▶ PASSAGE TO READ:
====
As 90% of all cases of squamous cell cancer of the head and neck (SCCHN) show (over-) expression of epidermal growth factor receptor (EGFR), there is a strong rationale supporting the targeting of EGFR in this malignancy. This rationale is further strengthened by the fact thatEGFR overexpression is associated with a worse prognosis.1,2 The EGFR molecule consists of an N-terminal, extracellular, ligand-binding domain, a hydrophobic, transmembrane domain and a C-terminal, intracellular domain with tyrosine kinase activity. The EGFR can be stimulated by several growth factors, such as transforming growth factor (TGF)-α and EGF, which bind to the extracellular domain of the receptor. This ligand binding results in EGFR dimerisation and activation of the tyrosine kinase domains present on each receptor. This kinase activation results in cross-phosphorylation of tyrosine residues on each member of the receptor pair and initiates the formation of signalling complexes in the cytoplasm that can translocate to the cell nucleus and activate gene transcription. This editing of gene transcription eventually results in the induction of several cellular responses such as cell proliferation. Ultimately, receptor–ligand complexes are internalised and the signal terminated.3
Currently, two EGFR-targeting strategies are used in clinical practice: monoclonal antibodies (MAbs) directed at the extracellular domain of the receptor, and small-molecule, adenosine triphosphate (ATP)- competitive tyrosine kinase inhibitors (TKIs).4 Thus far, the monoclonal EGFR antibody cetuximab has been studied in most detail. Cetuximab is a human–murine chimeric immunoglobulin G1 (IgG1) monoclonal antibody that competitively binds to the extracellular domain of the EGFR, preventing activation of the receptor by endogenous ligands. The antibody–receptor complex is internalised and degraded, resulting in downregulation of EGFR expression.5
Cetuximab and Chemotherapy – Pre-clinical Data
Pre-clinical data support the combined use of EGFR-directed agents and chemotherapy in SCCHN. Takaoka et al.6 investigated the effects of combining cetuximab or an EGFR-selective TKI (AG1478) with cisplatin in the oral SCC (OSCC) cell lines NA and Ca9–22. OSCC cell proliferation was inhibited by cetuximab, AG1478 and cisplatin in a dose-dependent manner. The combination of cetuximab or AG1478 with cisplatin at concentrations under the median inhibition concentration (IC50) acted synergistically on the inhibition of cell proliferation and the induction of apoptosis in these cells. EGFR inhibitors downregulated the expression levels of the anti-apoptotic proteins IAP-1 (cIAP-1), X-linked IAP (XIAP), Bcl-2 and Bcl-xL, whereas levels of the proapoptotic proteins Bax and Bak were upregulated. Synergy between cetuximab and cisplatin was also observed in an A431 xenograft model.7
First Experiences with Cetuximab and Cisplatin in the Clinic
Shin et al.8 treated 12 patients with recurrent and/or metastatic SCCHN with a combination of cisplatin and cetuximab at three dose levels in a phase I setting and assessed the tumour EGFR saturation. The 400mg/m2 loading dose of cetuximab followed by weekly doses of 250mg/m2 achieved a high percentage of saturation of EGFR in tumour tissue, and these doses were recommended for phase II and III clinical trials. Six of nine evaluable patients (67%) achieved major responses, including two complete responses (22%).
====
▶ TO DO:
[1] In the cetuximab passage, what cetuximab dosing did Shin et al. recommend for phase II and III clinical trials?
[2] Please write the next part of the cetuximab passage, picking up after its final sentence.
The data comes from a separate source.

[Saved entries]
====
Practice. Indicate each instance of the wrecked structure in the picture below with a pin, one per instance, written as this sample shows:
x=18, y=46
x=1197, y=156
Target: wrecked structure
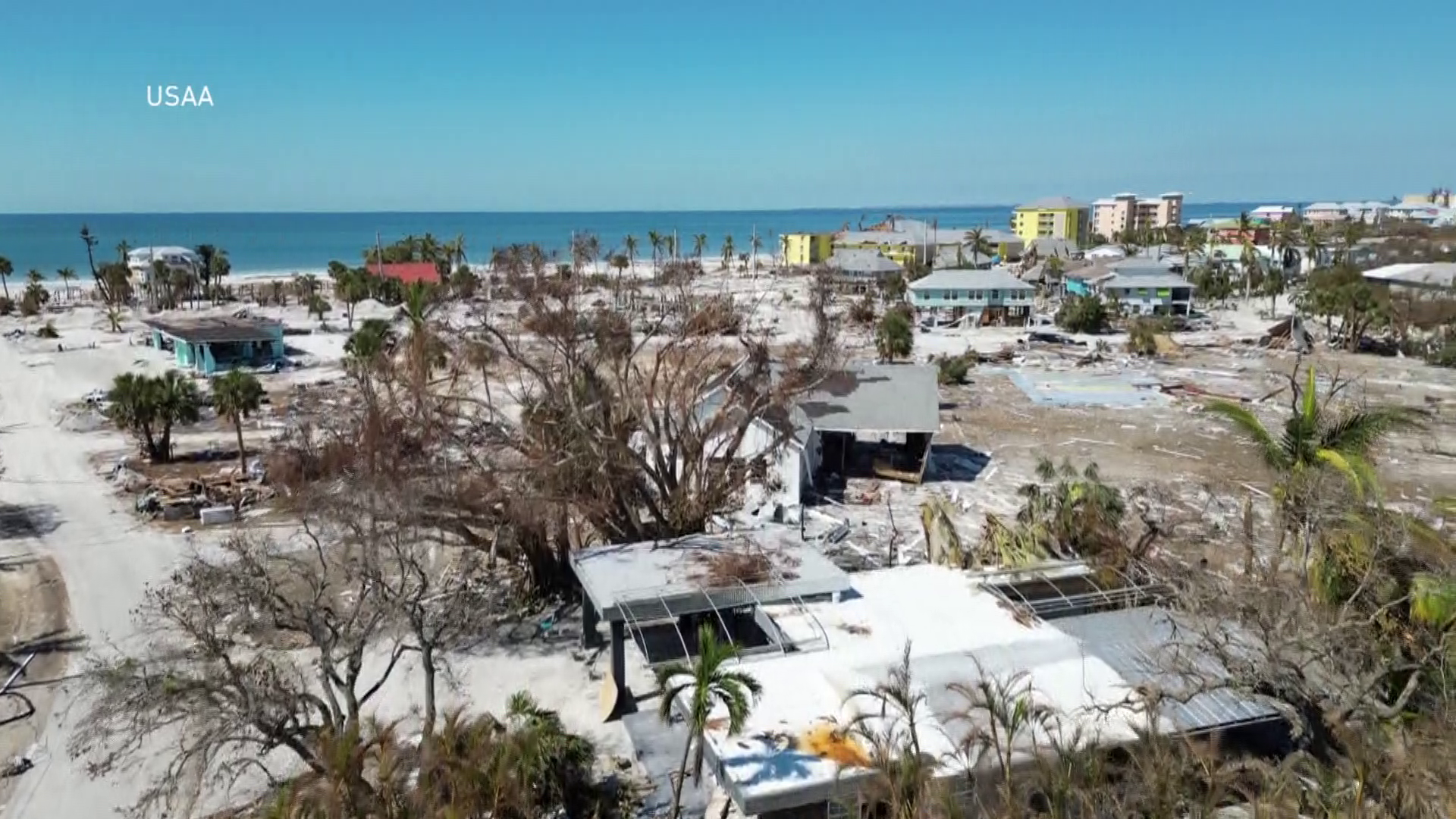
x=658, y=594
x=1088, y=653
x=861, y=420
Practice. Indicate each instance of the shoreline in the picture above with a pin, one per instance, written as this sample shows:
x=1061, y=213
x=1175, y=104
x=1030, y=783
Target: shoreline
x=641, y=268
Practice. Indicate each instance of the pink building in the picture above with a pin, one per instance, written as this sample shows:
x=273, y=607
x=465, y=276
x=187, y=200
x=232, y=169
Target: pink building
x=1116, y=215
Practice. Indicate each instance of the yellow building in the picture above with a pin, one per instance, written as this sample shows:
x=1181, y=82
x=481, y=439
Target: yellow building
x=807, y=248
x=1053, y=218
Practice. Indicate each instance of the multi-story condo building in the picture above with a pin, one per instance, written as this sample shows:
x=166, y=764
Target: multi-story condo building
x=1053, y=218
x=140, y=261
x=1126, y=212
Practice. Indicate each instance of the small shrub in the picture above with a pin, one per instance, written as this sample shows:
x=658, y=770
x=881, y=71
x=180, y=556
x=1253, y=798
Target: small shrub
x=1142, y=337
x=894, y=337
x=1443, y=356
x=952, y=369
x=1084, y=314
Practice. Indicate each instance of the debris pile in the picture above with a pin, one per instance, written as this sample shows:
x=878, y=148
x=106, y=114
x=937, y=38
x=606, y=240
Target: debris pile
x=194, y=497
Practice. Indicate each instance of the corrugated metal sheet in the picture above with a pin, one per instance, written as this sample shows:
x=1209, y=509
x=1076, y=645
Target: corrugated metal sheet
x=1136, y=643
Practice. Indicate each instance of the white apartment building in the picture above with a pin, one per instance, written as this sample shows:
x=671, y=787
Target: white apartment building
x=1369, y=213
x=140, y=260
x=1116, y=215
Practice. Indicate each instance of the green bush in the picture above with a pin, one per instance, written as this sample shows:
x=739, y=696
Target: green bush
x=1084, y=314
x=952, y=369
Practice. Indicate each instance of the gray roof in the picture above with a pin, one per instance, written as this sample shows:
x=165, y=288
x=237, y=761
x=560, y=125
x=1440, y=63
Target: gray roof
x=1416, y=275
x=638, y=580
x=1053, y=203
x=970, y=280
x=1141, y=267
x=862, y=262
x=877, y=398
x=918, y=232
x=1049, y=246
x=218, y=330
x=1139, y=645
x=1147, y=280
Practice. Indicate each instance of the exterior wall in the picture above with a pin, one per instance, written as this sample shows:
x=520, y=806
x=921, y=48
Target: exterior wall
x=1052, y=223
x=1150, y=299
x=807, y=248
x=1112, y=218
x=792, y=465
x=971, y=299
x=903, y=254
====
▶ ANSWERS BY TASK:
[1] A 400mg/m2 loading dose followed by weekly doses of 250mg/m2.

[2]
Cetuximab and Cisplatin in Recurrent and/or Metastatic Head and Neck Cancer – First-line Treatment
Bourhis et al.9 enrolled 53 patients onto a phase I/II study of cetuximab (400mg/m2 loading dose followed by weekly doses of 250mg/m2) in combination with carboplatin at an area under the curve (AUC) of 5mg/ml.min or cisplatin 100mg/m2, administered every three weeks, each followed by a five-day infusion of 5-fluorouracil at escalating doses of 600, 800 and 1000mg/m2/day. The combination was well tolerated and a 5-fluorouracil dose of 1,000mg/m2/day was recommended for further studies. The overall response rate was 36%. A summary of randomised phase III trials in recurrent/metastatic SCCHN is given in Table 1. The Eastern Cooperative Oncology Group (ECOG) (Burtness et al.10) assigned 123 patients (117 of whom were eligible and analysable) to 100mg/m2 cisplatin every four weeks combined with weekly cetuximab (400mg/m2 loading dose followed by weekly doses of 250mg/m2) or placebo. Patients were stratified for performance status and disease status (previously treated or untreated). However, 30% of the patients in the cisplatin plus cetuximab arm versus 15% in the cisplatin plus placebo arm had received prior systemic therapy as either adjuvant or induction chemotherapy. The primary end-point of this study was progression-free survival (PFS). The study was designed to detect with 90% power a difference in median PFS of two months between the cisplatin plus placebo arm and the cisplatin plus cetuximab arm (from two months to four months), using a one-sided log-rank test with an overall type I error rate of 0.025. However, the observed median PFS in the control arm was higher than expected (2.7 months). As the median PFS for the cetuximab arm was 4.2 months, the difference did not reach statistical significance (p=0.09). Due to the longer PFS in the control arm, the power to detect a two-month difference in PFS was decreased to 50%.10 Median overall survival was also not significantly different (9.2 versus 8 months; p=0.21). However, the objective response rate was superior in the cisplatin/cetuximab arm (26 versus 10%; p=0.03). Interestingly, development of cetuximab-related skin toxicity was associated with an improved overall survival (hazard ratio 0.42; p=0.01).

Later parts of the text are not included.